##### Text for analysis
SUMMER 2012

| May 9, 2012

You can’t artfully pretend to not know who James Franco is. And, as his upcoming exhibition of film, sculpture, photography, installation, and performance at the historic Clocktower Gallery in Manhattan dictates, you also can’t pretend that Franco hasn’t become a creator whose ability to inhabit seemingly any cultural and vocational carapace—from scholar to soap star—informs an artistic practice wholly unlike any other.

But who, really, is the artist called James Franco, and what kind of artwork does he make? His first solo exhibit, titled The Dangerous Book Four Boys, is a multi-tiered discursion on the constructed essences and affectations of masculinity. Via a series of layered films, structures, and assemblages, Franco has constructed a psychological funhouse mirror in which to view these identity fragments. What is most immediately evident in the work is that Franco has taken a phenomenological approach toward the depiction of a masculine identity from childhood onward. The exhibition, which unfolds through the Clocktower’s cluster of classroom-like chambers, starts with an installed heap of objects recalling in equal parts – a boy’s bedroom, or a stoner’s party pad, or a trashed hotel room, and ends in the space’s large gallery with a refined arrangement of plywood forts, rockets, and sheds.
##########
Activity:
Please return, word for word, the part of the James Franco exhibition review from "But who, really, is" to "rockets, and sheds.".
##### Given records
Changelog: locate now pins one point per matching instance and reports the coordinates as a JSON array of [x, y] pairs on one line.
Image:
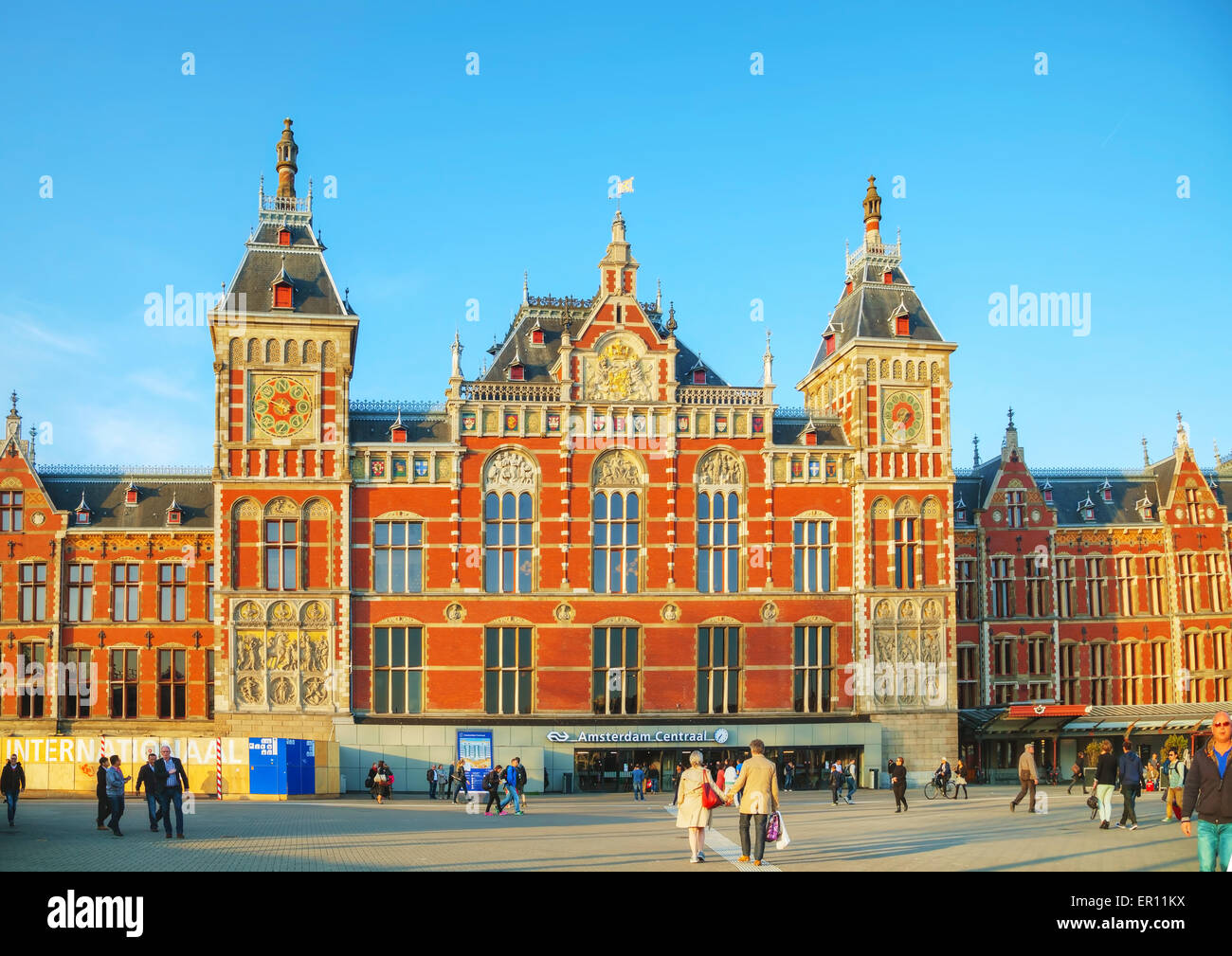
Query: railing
[[126, 471], [888, 250], [719, 396], [381, 406], [283, 204], [510, 392]]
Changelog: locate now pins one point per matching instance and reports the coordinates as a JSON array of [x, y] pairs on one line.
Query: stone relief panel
[[282, 655]]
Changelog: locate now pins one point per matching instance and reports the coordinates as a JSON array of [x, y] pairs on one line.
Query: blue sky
[[450, 185]]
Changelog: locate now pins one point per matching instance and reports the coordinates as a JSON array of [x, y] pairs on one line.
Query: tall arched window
[[509, 524], [617, 524], [617, 541], [718, 522]]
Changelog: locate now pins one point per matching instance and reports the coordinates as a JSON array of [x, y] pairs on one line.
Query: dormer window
[[398, 431], [82, 514]]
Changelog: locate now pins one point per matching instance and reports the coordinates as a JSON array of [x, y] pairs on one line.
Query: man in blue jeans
[[172, 785], [148, 778], [1129, 771], [1208, 800], [512, 776]]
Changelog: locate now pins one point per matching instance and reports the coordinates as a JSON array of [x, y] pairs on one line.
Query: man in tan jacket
[[1027, 775], [759, 780]]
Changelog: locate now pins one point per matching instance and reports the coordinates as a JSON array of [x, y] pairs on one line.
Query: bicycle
[[934, 786]]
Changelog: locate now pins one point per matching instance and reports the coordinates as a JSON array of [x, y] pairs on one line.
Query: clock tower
[[883, 370], [283, 341]]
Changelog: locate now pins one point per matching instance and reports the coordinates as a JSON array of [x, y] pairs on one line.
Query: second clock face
[[902, 417], [281, 406]]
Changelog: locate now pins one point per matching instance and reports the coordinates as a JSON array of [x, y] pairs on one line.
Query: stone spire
[[287, 151], [12, 424], [617, 269], [456, 352], [873, 213]]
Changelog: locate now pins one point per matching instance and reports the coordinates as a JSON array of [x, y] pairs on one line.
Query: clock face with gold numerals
[[902, 415], [281, 406]]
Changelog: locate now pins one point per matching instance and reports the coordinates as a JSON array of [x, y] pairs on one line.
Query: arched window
[[718, 541], [617, 542], [509, 524], [617, 524]]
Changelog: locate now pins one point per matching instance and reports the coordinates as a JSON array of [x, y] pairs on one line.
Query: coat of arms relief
[[616, 373]]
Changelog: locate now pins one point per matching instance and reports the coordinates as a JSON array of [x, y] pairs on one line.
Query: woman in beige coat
[[691, 812]]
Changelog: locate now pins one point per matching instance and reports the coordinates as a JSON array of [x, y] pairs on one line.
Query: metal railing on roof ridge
[[124, 471], [390, 406]]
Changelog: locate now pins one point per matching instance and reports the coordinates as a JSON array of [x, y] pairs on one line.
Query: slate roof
[[1072, 485], [789, 427], [105, 496], [422, 426], [538, 359], [866, 311], [315, 290]]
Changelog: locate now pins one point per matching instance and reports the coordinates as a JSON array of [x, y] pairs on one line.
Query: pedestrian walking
[[521, 784], [1027, 775], [172, 783], [758, 785], [492, 784], [1174, 791], [1129, 770], [898, 784], [1105, 782], [693, 813], [1076, 778], [116, 782], [960, 779], [512, 784], [12, 782], [836, 782], [100, 791], [1208, 800], [148, 779], [381, 782]]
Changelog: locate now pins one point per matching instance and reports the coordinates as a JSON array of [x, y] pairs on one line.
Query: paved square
[[598, 833]]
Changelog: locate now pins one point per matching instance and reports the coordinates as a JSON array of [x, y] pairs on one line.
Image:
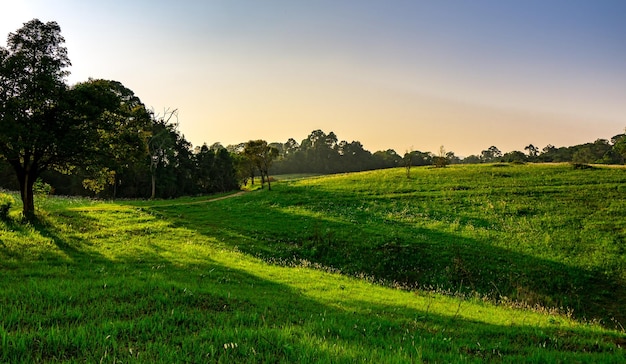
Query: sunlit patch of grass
[[169, 282]]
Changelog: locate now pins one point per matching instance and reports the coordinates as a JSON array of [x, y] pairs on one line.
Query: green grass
[[187, 281]]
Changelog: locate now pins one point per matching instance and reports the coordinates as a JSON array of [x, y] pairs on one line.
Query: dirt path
[[103, 208]]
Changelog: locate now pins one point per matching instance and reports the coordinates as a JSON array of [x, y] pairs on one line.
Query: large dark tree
[[123, 125], [37, 129]]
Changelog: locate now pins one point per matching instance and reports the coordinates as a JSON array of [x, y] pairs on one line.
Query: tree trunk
[[153, 186], [26, 180]]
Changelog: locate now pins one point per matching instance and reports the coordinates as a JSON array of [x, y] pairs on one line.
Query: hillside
[[255, 278]]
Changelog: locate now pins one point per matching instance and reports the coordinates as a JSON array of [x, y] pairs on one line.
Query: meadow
[[499, 263]]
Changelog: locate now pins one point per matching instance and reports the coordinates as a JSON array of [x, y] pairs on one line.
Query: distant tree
[[38, 128], [492, 154], [386, 159], [407, 161], [261, 154], [619, 147], [441, 159], [533, 151], [514, 157], [472, 159], [162, 144]]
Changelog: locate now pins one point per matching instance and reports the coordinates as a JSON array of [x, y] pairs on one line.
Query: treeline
[[324, 153], [97, 138]]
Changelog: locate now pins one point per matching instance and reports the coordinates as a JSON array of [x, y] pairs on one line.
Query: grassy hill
[[514, 264]]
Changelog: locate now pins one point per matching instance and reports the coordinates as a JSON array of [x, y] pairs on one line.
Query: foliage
[[535, 234], [6, 202], [42, 188], [103, 282], [37, 131], [261, 155]]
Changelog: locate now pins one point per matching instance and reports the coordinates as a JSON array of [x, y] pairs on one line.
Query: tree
[[39, 128], [533, 151], [407, 160], [441, 160], [162, 144], [490, 155], [123, 126], [261, 155]]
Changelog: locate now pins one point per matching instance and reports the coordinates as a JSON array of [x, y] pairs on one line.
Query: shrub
[[6, 201]]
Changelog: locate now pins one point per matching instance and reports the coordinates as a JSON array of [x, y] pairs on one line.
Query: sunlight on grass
[[231, 280]]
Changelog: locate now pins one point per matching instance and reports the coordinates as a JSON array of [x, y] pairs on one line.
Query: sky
[[393, 74]]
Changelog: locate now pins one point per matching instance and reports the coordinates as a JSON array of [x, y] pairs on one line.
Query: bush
[[6, 201]]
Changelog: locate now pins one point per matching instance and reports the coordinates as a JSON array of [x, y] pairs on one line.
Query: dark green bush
[[6, 201]]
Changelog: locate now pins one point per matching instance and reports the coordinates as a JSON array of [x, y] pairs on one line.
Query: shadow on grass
[[164, 309], [399, 253]]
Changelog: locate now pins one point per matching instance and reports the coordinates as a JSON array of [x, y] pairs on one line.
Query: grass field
[[507, 263]]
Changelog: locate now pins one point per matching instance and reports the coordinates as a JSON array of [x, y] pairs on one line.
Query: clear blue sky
[[401, 74]]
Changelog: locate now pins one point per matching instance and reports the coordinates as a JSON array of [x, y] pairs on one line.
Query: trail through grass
[[169, 282]]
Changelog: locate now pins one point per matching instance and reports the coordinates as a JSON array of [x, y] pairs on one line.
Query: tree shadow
[[399, 253], [273, 315]]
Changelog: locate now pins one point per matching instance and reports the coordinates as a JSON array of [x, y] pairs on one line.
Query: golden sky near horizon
[[394, 75]]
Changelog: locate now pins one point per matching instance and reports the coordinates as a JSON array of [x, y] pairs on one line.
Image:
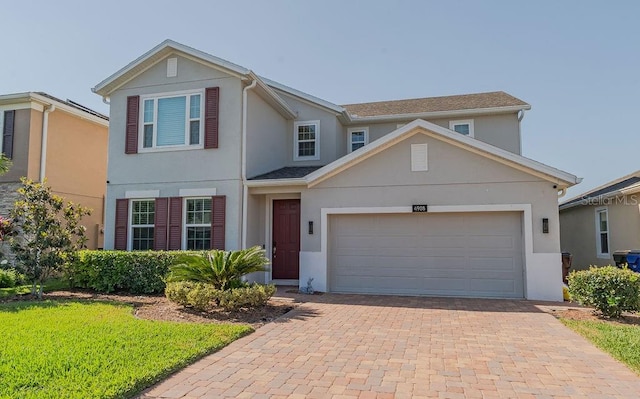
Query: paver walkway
[[352, 346]]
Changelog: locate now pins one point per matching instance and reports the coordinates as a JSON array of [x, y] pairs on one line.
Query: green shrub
[[222, 269], [110, 271], [199, 296], [8, 278], [251, 296], [608, 289]]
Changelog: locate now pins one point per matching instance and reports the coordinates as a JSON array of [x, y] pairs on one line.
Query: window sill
[[171, 148]]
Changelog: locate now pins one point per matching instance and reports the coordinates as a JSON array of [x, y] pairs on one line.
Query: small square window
[[463, 127], [306, 137], [357, 138]]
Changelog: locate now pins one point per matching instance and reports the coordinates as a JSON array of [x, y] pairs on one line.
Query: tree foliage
[[48, 232]]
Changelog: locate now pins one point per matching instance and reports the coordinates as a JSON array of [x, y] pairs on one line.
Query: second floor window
[[306, 137], [463, 127], [171, 121], [358, 137]]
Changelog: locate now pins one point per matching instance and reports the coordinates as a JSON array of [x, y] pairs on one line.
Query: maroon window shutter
[[175, 223], [218, 208], [122, 221], [211, 108], [7, 133], [131, 144], [160, 224]]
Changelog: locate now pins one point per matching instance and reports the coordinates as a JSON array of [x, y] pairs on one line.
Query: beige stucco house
[[427, 196], [62, 141], [595, 224]]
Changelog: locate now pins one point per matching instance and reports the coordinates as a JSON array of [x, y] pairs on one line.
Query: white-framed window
[[306, 141], [462, 126], [602, 233], [197, 223], [142, 224], [171, 121], [357, 137]]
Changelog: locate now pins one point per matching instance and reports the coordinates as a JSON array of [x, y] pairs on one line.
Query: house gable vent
[[172, 67], [419, 158]]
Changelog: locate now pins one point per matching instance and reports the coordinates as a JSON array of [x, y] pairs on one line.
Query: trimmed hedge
[[137, 272], [608, 289], [203, 296]]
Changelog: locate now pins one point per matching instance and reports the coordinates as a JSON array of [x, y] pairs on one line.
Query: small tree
[[48, 232]]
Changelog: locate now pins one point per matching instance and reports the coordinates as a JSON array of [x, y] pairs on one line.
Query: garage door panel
[[428, 254]]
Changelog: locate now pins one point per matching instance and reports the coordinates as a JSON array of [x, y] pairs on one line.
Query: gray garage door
[[447, 254]]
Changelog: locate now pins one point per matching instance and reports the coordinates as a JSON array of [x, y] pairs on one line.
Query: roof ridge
[[433, 97]]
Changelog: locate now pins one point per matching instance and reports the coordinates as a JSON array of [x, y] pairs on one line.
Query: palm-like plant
[[5, 164], [222, 269]]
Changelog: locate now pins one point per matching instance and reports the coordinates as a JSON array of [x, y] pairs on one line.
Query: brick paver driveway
[[352, 346]]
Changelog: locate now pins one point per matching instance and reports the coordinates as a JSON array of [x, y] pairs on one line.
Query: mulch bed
[[160, 308], [587, 314]]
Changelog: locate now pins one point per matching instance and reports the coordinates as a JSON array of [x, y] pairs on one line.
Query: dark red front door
[[285, 251]]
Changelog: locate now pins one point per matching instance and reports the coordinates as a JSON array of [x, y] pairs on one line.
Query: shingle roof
[[495, 99], [289, 172], [618, 185], [74, 105]]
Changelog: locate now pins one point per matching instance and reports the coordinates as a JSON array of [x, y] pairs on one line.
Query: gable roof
[[496, 99], [44, 99], [560, 178], [288, 172], [467, 104], [630, 182]]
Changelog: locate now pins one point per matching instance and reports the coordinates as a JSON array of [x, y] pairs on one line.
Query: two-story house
[[425, 196], [60, 141]]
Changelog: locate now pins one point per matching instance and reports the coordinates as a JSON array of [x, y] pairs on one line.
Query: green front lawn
[[76, 349], [621, 341]]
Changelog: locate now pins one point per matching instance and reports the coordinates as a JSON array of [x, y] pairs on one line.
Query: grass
[[621, 341], [49, 285], [84, 349]]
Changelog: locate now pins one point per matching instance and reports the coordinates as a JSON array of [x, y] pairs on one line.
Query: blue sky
[[576, 62]]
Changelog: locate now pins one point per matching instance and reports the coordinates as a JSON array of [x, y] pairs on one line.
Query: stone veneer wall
[[8, 196]]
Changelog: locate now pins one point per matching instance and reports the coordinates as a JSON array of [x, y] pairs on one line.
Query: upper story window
[[306, 137], [463, 127], [142, 224], [171, 121], [357, 138], [602, 232]]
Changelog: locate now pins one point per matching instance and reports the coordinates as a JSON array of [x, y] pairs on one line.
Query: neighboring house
[[424, 196], [62, 141], [595, 224]]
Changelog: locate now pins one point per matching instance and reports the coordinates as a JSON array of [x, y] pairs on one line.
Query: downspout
[[45, 136], [243, 161], [520, 118]]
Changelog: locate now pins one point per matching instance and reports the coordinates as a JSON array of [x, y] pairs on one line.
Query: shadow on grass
[[27, 302]]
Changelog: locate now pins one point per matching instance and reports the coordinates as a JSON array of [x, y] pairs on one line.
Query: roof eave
[[273, 98], [560, 178], [277, 182], [437, 114]]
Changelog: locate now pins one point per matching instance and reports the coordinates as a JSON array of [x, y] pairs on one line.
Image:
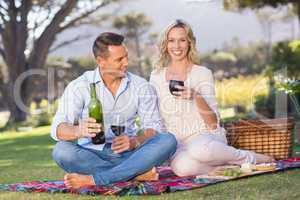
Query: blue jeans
[[106, 167]]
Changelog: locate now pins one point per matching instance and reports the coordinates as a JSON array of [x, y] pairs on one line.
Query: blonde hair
[[164, 57]]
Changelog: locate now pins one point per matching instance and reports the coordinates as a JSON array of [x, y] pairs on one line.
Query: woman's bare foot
[[76, 181], [262, 158], [151, 175]]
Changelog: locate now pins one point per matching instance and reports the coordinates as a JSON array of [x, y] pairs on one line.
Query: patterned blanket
[[168, 182]]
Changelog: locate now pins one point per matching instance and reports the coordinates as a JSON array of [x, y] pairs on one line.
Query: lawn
[[26, 156]]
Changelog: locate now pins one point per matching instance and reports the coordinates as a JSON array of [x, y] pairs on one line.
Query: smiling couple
[[181, 127]]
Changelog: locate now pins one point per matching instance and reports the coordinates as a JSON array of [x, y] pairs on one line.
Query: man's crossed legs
[[92, 167]]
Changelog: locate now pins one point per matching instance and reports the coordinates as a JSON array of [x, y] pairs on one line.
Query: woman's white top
[[182, 117]]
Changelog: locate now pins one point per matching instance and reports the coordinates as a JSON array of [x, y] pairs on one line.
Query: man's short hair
[[100, 47]]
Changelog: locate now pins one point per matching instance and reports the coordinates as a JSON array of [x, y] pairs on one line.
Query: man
[[124, 97]]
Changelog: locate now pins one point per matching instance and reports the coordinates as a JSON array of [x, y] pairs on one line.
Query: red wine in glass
[[117, 129], [173, 86]]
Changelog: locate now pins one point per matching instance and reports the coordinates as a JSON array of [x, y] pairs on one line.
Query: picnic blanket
[[168, 182]]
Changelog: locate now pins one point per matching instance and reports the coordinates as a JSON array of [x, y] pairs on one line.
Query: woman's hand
[[185, 93]]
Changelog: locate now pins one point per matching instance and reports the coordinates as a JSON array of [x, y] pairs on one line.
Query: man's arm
[[87, 128], [150, 121]]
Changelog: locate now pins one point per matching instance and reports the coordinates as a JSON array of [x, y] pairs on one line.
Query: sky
[[211, 24]]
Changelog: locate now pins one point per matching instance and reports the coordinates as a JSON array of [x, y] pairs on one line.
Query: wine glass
[[117, 129]]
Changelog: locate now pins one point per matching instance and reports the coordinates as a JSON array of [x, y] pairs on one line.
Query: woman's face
[[178, 45]]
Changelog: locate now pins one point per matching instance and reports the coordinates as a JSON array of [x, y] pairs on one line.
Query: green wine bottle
[[95, 111]]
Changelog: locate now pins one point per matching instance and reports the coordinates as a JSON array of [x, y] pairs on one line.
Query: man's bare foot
[[151, 175], [262, 158], [76, 181]]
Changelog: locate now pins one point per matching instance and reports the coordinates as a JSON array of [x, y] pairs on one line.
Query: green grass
[[26, 156]]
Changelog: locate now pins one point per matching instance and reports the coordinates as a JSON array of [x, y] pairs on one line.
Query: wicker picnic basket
[[272, 137]]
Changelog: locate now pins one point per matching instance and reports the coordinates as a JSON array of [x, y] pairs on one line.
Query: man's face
[[115, 64]]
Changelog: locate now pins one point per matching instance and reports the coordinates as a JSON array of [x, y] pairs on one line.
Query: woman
[[191, 113]]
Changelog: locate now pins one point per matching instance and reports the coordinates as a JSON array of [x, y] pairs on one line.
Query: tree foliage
[[28, 30]]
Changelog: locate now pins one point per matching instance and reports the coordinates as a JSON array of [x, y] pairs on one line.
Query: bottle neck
[[93, 90]]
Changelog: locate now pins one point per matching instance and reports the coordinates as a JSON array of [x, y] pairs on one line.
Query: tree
[[286, 56], [236, 5], [134, 25], [28, 29]]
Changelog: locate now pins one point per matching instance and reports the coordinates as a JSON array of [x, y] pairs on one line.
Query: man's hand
[[123, 143], [88, 128], [185, 93]]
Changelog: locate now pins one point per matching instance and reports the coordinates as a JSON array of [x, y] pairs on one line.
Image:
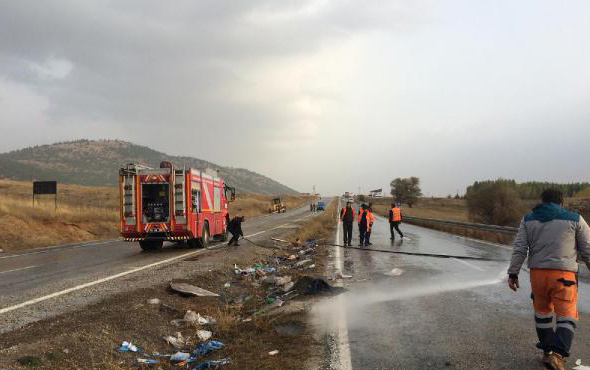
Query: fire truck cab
[[170, 204]]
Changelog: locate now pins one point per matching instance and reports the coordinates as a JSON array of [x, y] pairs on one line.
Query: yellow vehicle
[[277, 206]]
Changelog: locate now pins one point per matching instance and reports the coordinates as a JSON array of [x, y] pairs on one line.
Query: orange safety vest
[[370, 220], [360, 214], [343, 212], [396, 215]]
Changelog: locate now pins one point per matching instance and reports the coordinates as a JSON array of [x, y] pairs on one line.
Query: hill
[[96, 162]]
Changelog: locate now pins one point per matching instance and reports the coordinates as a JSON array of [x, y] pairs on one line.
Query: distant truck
[[277, 206], [172, 204]]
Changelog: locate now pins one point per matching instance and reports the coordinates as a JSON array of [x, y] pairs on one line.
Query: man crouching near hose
[[235, 228], [552, 237]]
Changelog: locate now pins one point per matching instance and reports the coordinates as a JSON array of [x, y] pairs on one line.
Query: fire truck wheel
[[204, 241], [150, 245]]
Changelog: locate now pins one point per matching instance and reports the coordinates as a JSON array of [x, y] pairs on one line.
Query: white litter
[[579, 365], [178, 341], [395, 272], [189, 289], [204, 335]]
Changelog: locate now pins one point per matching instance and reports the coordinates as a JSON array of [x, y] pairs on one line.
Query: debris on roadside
[[204, 335], [127, 347], [308, 285], [177, 341], [395, 272], [188, 289]]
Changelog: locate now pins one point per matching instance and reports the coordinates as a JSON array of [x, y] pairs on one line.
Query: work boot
[[546, 358], [556, 361]]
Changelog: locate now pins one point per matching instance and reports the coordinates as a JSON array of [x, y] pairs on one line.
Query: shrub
[[494, 202]]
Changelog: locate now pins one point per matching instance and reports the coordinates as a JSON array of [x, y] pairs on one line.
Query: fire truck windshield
[[155, 202]]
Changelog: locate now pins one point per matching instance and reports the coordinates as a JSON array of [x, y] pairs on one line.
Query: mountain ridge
[[96, 162]]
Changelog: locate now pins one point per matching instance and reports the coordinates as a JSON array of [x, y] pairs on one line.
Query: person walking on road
[[552, 238], [395, 218], [235, 228], [362, 223], [347, 218], [370, 219]]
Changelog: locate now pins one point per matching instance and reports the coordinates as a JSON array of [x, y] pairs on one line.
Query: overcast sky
[[340, 94]]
##########
Response below:
But who, really, is the artist called James Franco, and what kind of artwork does he make? His first solo exhibit, titled The Dangerous Book Four Boys, is a multi-tiered discursion on the constructed essences and affectations of masculinity. Via a series of layered films, structures, and assemblages, Franco has constructed a psychological funhouse mirror in which to view these identity fragments. What is most immediately evident in the work is that Franco has taken a phenomenological approach toward the depiction of a masculine identity from childhood onward. The exhibition, which unfolds through the Clocktower’s cluster of classroom-like chambers, starts with an installed heap of objects recalling in equal parts – a boy’s bedroom, or a stoner’s party pad, or a trashed hotel room, and ends in the space’s large gallery with a refined arrangement of plywood forts, rockets, and sheds.